- **Text block**
-*-
Some people say they want a compromise; allowing short term rentals for unlimited days when the owner is present WAS a compromise — those rooms could ALSO be used for students and other permanent residents.
We join the Rent Board in asking Council to please change the language in Section 23C.22.020D – BTU has always asked that Council not allow rentals for less than 14 days in any whole unit that could be used for people who live and work in Berkeley. Berkeley Tenants need you to preserve all existing housing for residents, and to create new housing. We do not want new accessory dwelling units (ADUs) to be used as vacation rentals – we worked hard to get that into the initial Council referral for the ADU law many years ago – but it did not get put into that final draft. Berkeley Tenants have always asked that Council not allow STRs in any existing in-laws, or even converted garages – if they have a kitchen. It doesn’t matter if someone bought it last week, wants to use it for their nanny, father or second cousin. Berkeley people need that housing!
We are very concerned that Section 23C.22.020D will encourage new owners to evict long term tenants.
BTU members have also been consistent in our other message — simple laws make for better enforcement. Allowing some ADUs to be short term rentals but not others will be confusing for owners as well as adding an additional layer, and thus additional costs, for enforcement.
We did not send people to the Council meeting on January 24th because we thought that the leaders we worked so hard to get elected this fall had heard our pleas. We are not asking members to come out on Tuesday for the same reason – we expect you to preserve housing and create new housing, not establish new hotel rooms.
Short Term Rentals to new City Council January 24th
There are two proposals before the Council tomorrow. One would allow folks who have been breaking the law by renting their “in-law” unit to visitors to continue to do so while continuing to ban others with in-laws (the ones who have been abiding by the current law) from short term rentals. Yes, you heard me. Item 41a would reward some duplex owners who have been breaking the law by “grandfathering” their short term rentals! This item is a carry-over from the previous City Council, and BTU hopes and expects the new Council to see the inherent risk to renters and reject Item 41a.
-*-
- **Work to complete**
Carry on the text about short-term rentals in Berkeley from where it stops. You won't need the rows.
-*-
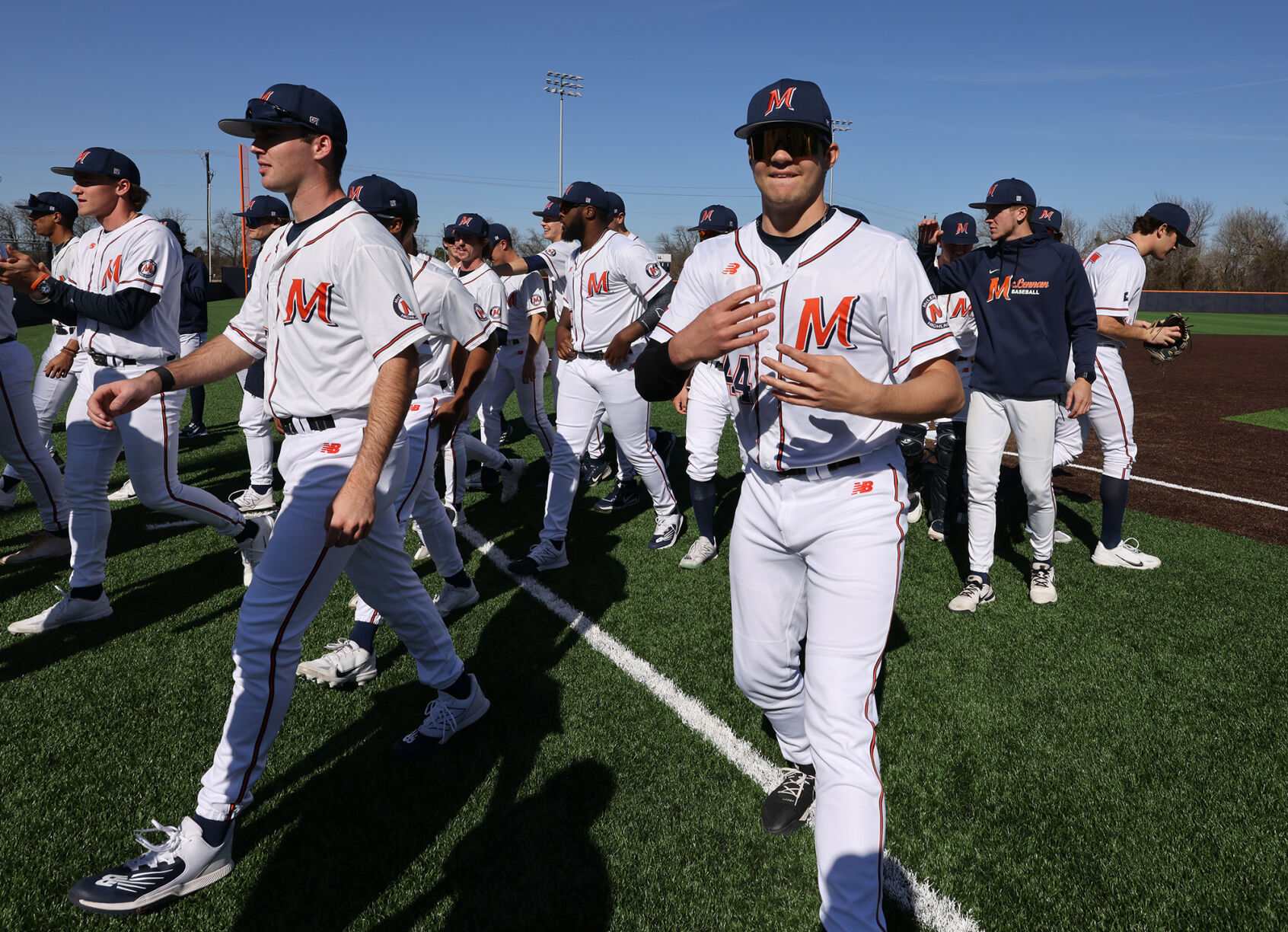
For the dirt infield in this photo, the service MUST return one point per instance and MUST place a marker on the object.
(1183, 437)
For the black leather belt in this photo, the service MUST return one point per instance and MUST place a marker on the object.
(830, 467)
(288, 424)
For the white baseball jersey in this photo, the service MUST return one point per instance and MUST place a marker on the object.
(141, 254)
(1117, 275)
(524, 298)
(487, 289)
(852, 290)
(329, 307)
(610, 286)
(448, 314)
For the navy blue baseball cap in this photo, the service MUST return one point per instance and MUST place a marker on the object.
(1176, 218)
(958, 228)
(716, 219)
(50, 203)
(263, 206)
(380, 196)
(787, 101)
(1046, 218)
(290, 104)
(102, 161)
(470, 225)
(1009, 193)
(582, 193)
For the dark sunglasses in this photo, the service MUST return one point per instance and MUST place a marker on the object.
(795, 141)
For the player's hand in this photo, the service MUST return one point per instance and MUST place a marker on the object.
(1079, 400)
(827, 381)
(115, 398)
(929, 232)
(731, 324)
(349, 516)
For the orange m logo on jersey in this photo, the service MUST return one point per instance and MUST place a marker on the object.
(320, 303)
(811, 327)
(779, 100)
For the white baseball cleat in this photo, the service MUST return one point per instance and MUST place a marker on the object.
(974, 595)
(702, 551)
(67, 611)
(1042, 584)
(452, 597)
(1126, 554)
(510, 478)
(180, 865)
(343, 663)
(43, 547)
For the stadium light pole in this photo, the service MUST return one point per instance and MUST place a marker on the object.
(837, 126)
(564, 85)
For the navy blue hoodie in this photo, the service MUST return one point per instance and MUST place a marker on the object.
(1031, 301)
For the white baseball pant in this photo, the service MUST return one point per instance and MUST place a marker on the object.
(20, 437)
(292, 584)
(821, 556)
(992, 420)
(585, 387)
(151, 439)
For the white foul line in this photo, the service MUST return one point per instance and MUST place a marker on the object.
(1181, 489)
(916, 896)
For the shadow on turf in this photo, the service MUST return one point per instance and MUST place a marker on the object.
(355, 824)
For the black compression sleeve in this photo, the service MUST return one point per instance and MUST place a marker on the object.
(656, 377)
(125, 310)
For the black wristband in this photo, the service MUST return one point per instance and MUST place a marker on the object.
(165, 375)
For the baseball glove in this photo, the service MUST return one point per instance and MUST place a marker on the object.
(1166, 353)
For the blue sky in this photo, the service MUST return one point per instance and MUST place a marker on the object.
(1096, 104)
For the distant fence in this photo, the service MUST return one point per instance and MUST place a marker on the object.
(1213, 302)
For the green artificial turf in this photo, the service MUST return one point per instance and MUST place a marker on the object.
(1114, 761)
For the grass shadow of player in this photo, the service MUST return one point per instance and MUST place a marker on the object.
(355, 822)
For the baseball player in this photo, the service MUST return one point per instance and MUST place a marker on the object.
(334, 310)
(1117, 273)
(53, 217)
(611, 281)
(21, 444)
(817, 544)
(126, 297)
(1031, 303)
(706, 401)
(448, 314)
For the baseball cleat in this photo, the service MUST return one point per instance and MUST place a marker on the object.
(623, 495)
(443, 718)
(1126, 554)
(344, 663)
(43, 547)
(253, 551)
(510, 478)
(452, 597)
(250, 502)
(543, 556)
(666, 531)
(1042, 584)
(67, 611)
(702, 551)
(787, 805)
(974, 595)
(180, 865)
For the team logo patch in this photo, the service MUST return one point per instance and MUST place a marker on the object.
(402, 308)
(932, 314)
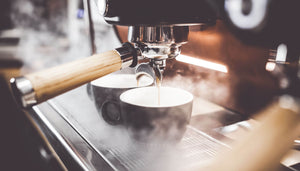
-*-
- **Answer to the problem**
Instead, BTU is asking the City Council to support proposals by the Rent Stabilization Board (see below) which would make Item 41b into a short term rentals law much closer to what we have all hoped for: one that would protect our housing stock while allowing owners and tenants to rent their own homes out on AirBnB and other platforms now and again for some extra cash.
When is a Kitchen not a Kitchen?
The whole vote on Tuesday will be made extra-confusing by an adjunct proposal; Item 42 changes the definition of kitchen. This may also be an issue renters and those concerned with housing policies will want to weigh in on: can folks rent their converted garage or other “Accessory Building” as a short term rental? Under Item 41b and 42 the answer will be yes, as long as the building does not have a history of being rented for the long term.
There is just one problem with this compromise regarding Accessory Buildings: the new definition of kitchen says a kitchen is not a kitchen if the refrigerator is small! A kitchen would now be defined as “A habitable space used for preparation of food that contains at least a sink, a refrigerator of no less than 10 cubic feet, and either a cooktop and an oven, or a range.” This leads to the questions: if you can put a full kitchen in your garage, then why would we allow it to be a vacation rental but not a permanent home at a time when we need housing? If you put a kitchen in your garage, will it be safe for short or long-term renters? BTU has always said we are fine with folks renting their garage as a short term rental if it does not have a kitchen, and thus could not be used for long-term housing.
Short Term Rentals Enforcement
Last summer the Council also directed staff to take action to enforce the existing ban on rentals of less than 14 days if an owner had more than three units listed for the short term. BTU worked with Councilmember Worthington’s office to provide information about several such owners. So far we have not heard of any action taken. Also last summer, the staff from Berkeley put out an RFP and decided to hire a private firm called Host Compliance to enforce the new rules. The firm also contracts with Oakland, Napa, Los Angeles, Denver, Toronto and many other cities, according to their website.
The Rent Board’s recommendations to Council also include language to make enforcement of the new law more effective.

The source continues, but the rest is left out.